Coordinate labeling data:
+===+

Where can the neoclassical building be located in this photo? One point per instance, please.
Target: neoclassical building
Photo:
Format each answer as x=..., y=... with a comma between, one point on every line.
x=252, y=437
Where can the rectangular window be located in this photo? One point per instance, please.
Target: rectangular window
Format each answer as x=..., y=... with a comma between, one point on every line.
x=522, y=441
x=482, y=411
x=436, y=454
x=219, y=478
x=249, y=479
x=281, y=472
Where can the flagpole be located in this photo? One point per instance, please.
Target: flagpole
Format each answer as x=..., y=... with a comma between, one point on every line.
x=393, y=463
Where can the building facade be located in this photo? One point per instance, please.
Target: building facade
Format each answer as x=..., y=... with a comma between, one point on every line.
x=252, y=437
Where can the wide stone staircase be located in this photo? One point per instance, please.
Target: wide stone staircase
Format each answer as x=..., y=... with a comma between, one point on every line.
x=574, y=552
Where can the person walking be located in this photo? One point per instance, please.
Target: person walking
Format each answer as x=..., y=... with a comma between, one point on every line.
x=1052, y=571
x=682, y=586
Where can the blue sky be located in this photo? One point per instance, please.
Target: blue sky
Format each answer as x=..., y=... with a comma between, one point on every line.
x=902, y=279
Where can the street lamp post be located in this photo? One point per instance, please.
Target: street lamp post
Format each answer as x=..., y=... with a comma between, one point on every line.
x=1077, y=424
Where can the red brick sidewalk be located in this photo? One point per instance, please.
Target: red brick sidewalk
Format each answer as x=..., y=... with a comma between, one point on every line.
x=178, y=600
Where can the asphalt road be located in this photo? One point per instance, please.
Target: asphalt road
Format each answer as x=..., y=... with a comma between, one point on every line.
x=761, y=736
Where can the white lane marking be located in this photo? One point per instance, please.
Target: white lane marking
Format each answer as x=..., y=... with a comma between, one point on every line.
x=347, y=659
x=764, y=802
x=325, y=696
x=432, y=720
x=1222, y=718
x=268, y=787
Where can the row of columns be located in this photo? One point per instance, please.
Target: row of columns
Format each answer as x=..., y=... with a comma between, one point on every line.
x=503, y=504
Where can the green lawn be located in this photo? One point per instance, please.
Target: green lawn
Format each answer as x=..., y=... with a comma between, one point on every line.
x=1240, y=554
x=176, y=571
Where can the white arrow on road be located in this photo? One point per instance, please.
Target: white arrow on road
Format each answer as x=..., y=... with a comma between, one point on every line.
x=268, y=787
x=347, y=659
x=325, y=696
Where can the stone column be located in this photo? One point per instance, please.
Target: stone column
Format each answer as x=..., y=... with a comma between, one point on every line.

+===+

_INSTRUCTION_
Update the records above by replacing "instance" with "item" everywhere it appears, and write them out again with everything else unchanged.

_FINAL RESULT_
Where can the neoclassical building be located in this photo? One point per item, please.
Target: neoclassical building
Photo:
Format each answer as x=..., y=... with a comma between, one point on every line.
x=252, y=437
Where can the rectangular window be located in this photo? One point per item, please.
Target: rectangular window
Format each answer as x=..., y=... with a comma between, one point on every line.
x=522, y=441
x=482, y=411
x=436, y=454
x=219, y=478
x=249, y=479
x=281, y=472
Where can the flagpole be located in this photo? One point per item, please.
Target: flagpole
Format each answer as x=..., y=... with a comma between, one point on every line.
x=393, y=463
Where can the building facade be located in this photo? One point per item, please.
Target: building facade
Format each answer as x=..., y=... with a comma between, one point on every line.
x=252, y=437
Where can the wide stone staircase be located in this photo? One point per item, please.
Target: wide stone staircase
Format each answer as x=..., y=... with a comma between, one point on every line.
x=574, y=552
Where can the person walking be located in this photo? One point per item, please.
Target: person walking
Format each answer as x=..., y=... with a comma between, one point on every line.
x=1052, y=571
x=682, y=586
Where can the blue sky be located in this photo? One point per item, please.
Target: blue sky
Format each answer as x=..., y=... with a comma between, one point on every line.
x=902, y=279
Where can the street lamp post be located in this photo? One point per item, please.
Target: street lamp post
Format each answer as x=..., y=... with a comma between, one point on every line.
x=1077, y=424
Where can the red brick sidewalk be located in this photo? One point per item, please.
Target: red brick sidewalk
Format each answer as x=..., y=... with a comma between, one point on every line.
x=178, y=600
Where can the asphalt road be located in this photo? One point per item, please.
Target: asphalt road
Format each answer as x=..., y=... with a comma between, one point on every line.
x=761, y=736
Where can the white lane marking be located in this photo? One point per item, please.
Target: white lane marking
Format each answer as x=..., y=... with a comma between, one point on every line.
x=347, y=659
x=764, y=802
x=325, y=696
x=432, y=720
x=1222, y=718
x=268, y=787
Where can the row of columns be located in this photo? One point per item, please.
Target: row of columns
Format each answer as x=..., y=... with a comma between, one point on every line.
x=503, y=504
Where can the green lawn be located in this photo? One point per item, please.
Target: green lawn
Format each answer as x=..., y=... with a comma between, one point on every line.
x=1240, y=554
x=176, y=571
Where can the white arrow on road be located in this photo? One point per item, please.
Target: white arrow on road
Format each answer as x=..., y=... with a comma between, one point on every line.
x=268, y=787
x=347, y=659
x=325, y=696
Where can the stone column be located in this photo? One point per item, please.
Target: stone column
Format each answer as x=..., y=... with a comma between, one point on every line.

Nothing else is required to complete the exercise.